===== EXTRAIT DU TEXTE =====
Partir n’importe où et jamais retrouver le point de départ...
BD/ILLU BAC3
année 2024-2025
Construire pour détruire / partir n’importe où / et jamais retrouver / le point de départ. [1]
Dans son livre « Le héros aux mille visages » (1949), le mythologue américain Joseph Campbell identifie le concept du « voyage du héro » comme étant la structure narrative classique de très nombreux mythes et histoires relatant un voyage initiatique. Selon le schéma de Campbell, qu’il divise en 12 étapes, le voyage du héro commence avec l’introduction de son quotidien qui est interrompu par un appel à l’aventure, et se clôture avec le retour du héro victorieux, transformé par son expérience et en possession de l’objet de sa quête.
Parce qu’elle se veut universelle, l’analyse de Campbell est critiquée pour son caractère universaliste et ethnocentré. Effectivement, on ne doit pas chercher bien loin pour trouver des récits de voyage qui correspondent à ce modèle, et les récits les plus intéressants remettent souvent en question le rôle de l’héros/de l’héroïne et la linéarité/complexité de son voyage et de celleux qui l’accompagne. Le récit d’un voyage prenant la forme d’une quête (ou d’une conquête) peut être questionné pour la façon dont il reproduit un schéma patriarcal, colonial et dominant, tandis que le voyage qui est présenté comme une expédition peut servir à satiriser une mentalité colonialiste et impérialiste.
===== DONNÉES =====
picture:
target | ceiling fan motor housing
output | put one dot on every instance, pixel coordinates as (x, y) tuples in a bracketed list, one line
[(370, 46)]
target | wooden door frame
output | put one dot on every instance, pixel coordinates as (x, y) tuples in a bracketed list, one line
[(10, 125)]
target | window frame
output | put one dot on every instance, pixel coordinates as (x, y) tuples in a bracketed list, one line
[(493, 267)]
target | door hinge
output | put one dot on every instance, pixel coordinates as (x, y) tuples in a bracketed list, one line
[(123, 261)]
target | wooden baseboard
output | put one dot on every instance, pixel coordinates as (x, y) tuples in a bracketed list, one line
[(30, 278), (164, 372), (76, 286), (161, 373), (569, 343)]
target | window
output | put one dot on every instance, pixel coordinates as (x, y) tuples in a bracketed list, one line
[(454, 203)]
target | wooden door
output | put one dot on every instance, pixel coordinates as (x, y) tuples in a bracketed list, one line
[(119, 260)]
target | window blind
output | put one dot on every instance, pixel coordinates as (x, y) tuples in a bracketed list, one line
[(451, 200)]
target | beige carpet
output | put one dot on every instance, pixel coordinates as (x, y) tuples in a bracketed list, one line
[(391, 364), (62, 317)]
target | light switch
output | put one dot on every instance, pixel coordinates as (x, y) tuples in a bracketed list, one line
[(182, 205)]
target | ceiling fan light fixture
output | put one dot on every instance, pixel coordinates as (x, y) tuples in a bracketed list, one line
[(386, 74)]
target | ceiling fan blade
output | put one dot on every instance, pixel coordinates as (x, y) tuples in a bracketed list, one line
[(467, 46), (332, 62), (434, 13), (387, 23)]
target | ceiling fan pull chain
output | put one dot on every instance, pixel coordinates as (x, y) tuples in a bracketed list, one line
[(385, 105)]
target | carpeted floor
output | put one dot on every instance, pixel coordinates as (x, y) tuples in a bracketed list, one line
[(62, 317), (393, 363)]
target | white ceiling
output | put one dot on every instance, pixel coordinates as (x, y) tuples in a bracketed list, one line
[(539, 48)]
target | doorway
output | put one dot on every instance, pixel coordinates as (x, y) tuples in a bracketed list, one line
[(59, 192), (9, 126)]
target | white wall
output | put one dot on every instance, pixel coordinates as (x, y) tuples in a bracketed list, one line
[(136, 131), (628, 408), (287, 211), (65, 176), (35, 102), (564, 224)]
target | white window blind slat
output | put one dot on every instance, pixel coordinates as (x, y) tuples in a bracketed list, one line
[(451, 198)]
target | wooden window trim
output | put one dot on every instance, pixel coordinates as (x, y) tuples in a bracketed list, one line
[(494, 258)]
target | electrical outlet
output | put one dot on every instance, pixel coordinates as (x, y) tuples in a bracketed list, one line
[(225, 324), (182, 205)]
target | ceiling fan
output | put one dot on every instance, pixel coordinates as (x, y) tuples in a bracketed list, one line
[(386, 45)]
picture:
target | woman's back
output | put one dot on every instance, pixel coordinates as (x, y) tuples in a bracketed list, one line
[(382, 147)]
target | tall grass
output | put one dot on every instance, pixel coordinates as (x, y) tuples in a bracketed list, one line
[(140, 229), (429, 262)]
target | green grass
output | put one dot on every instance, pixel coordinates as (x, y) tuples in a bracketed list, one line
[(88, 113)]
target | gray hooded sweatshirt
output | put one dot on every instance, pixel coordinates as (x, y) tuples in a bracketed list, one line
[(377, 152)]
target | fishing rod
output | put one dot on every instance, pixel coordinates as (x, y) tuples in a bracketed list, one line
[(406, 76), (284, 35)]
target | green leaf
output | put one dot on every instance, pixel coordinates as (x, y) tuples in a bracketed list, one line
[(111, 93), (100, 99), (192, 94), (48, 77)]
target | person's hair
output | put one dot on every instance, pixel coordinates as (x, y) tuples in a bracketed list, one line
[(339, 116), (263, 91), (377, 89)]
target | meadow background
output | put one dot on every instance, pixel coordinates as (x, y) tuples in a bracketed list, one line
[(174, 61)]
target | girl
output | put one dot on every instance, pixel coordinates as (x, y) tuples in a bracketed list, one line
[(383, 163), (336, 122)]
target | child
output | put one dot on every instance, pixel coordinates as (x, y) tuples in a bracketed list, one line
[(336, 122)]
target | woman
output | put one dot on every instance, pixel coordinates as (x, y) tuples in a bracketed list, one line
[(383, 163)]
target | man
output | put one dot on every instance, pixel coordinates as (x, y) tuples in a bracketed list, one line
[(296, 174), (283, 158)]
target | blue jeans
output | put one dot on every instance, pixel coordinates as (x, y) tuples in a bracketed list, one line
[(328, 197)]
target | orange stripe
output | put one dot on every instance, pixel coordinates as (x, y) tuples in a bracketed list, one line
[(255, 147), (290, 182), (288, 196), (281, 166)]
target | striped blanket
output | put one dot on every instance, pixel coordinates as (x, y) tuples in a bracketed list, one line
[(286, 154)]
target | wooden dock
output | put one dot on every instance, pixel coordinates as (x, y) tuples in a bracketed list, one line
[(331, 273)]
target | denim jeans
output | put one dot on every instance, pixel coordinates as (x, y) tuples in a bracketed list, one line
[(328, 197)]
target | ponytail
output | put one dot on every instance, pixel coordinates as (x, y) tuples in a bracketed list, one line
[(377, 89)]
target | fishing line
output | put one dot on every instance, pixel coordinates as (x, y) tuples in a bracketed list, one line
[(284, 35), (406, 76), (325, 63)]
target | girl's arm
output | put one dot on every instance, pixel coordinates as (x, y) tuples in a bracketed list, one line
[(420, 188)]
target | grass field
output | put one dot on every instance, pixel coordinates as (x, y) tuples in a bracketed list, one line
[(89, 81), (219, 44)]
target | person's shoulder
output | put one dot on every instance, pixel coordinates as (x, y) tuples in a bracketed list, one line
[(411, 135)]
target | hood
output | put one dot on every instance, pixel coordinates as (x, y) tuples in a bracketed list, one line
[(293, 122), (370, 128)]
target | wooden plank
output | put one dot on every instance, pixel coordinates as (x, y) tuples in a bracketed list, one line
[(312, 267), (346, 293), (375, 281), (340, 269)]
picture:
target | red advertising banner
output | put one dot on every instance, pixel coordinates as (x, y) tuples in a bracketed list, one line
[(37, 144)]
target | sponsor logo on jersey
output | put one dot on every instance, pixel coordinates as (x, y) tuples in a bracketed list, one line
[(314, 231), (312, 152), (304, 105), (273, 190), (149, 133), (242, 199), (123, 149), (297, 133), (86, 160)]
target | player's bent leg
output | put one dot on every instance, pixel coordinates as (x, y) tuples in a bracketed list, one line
=====
▶ _CONSIGNE_
Prolongez le texte sur le voyage du héros en reprenant juste après sa dernière phrase.

▶ _RÉPONSE_
Dans un « road movie » classique, le voyage est entrepris dans un but précis : il a un point de départ et un point d’arrivée qui marque le début et la fin du récit, bien que cette dernière puisse être inattendue. Mais un voyage n’est pas forcément entrepris à l’initiative du·de la voyageur·euse, car le voyage peut être une fuite, provoquée par une réalité dangereuse ou oppressante... Dans ce cas, le but du personnage n’est pas une destination à atteindre, ni une conquête, ni l’acquisition d’un objet, mais tout simplement la survie ; sa « victoire » a alors un caractère ambiguë.
Le but de cet exercice est de raconter un voyage en images qui détourne, déconstruit ou se débarrasse de la structure narrative classique du voyage initiatique. Nous privilégions l’illustration et la bande dessinée mais le choix de support est libre tant qu’il sert à la narration du récit ; idem pour les outils de création d’images.
La forme donnée au récit de voyage peut servir à remettre en cause les éléments du récit et son déroulement. L’exemple classique du carnet de voyage se prête à une lecture non-linéaire qui peut toutefois s’adonner à une narration. A l’inverse, le journal de bord, présenté comme un recueil d’événements dans l’ordre de leur occurence, peut être détourné pour remettre en cause la linéarité des faits, ou bien la fiabilité de celle ou celui qui les reporte.
À LIRE : (ces textes seront disponibles dans le cloud)
- « La théorie de la fiction panier » Ursula K. Le guin
- « Je suis une fille sans histoire » Alice Zéniter
Exemples :
Tarmasz « Voyage en république de crabe »
Jesse Jacobs « Safari lune de miel »
Manu Larcenet « La route »
Gwenola Carrère « Extra-vegetalia »
Jim Woodring « Frank »
Jiro Taniguchi « L’homme qui marche »
Mortis Ghost « Le soleil des mages »
Elene Usdin « René·e aux bois dormants »
Yuichi Yokoyama « voyage »
Jérôme Dubois « Jimjilbang »
Julie Michelin « eksploracja »
Lisa Blumen « Astra Nova »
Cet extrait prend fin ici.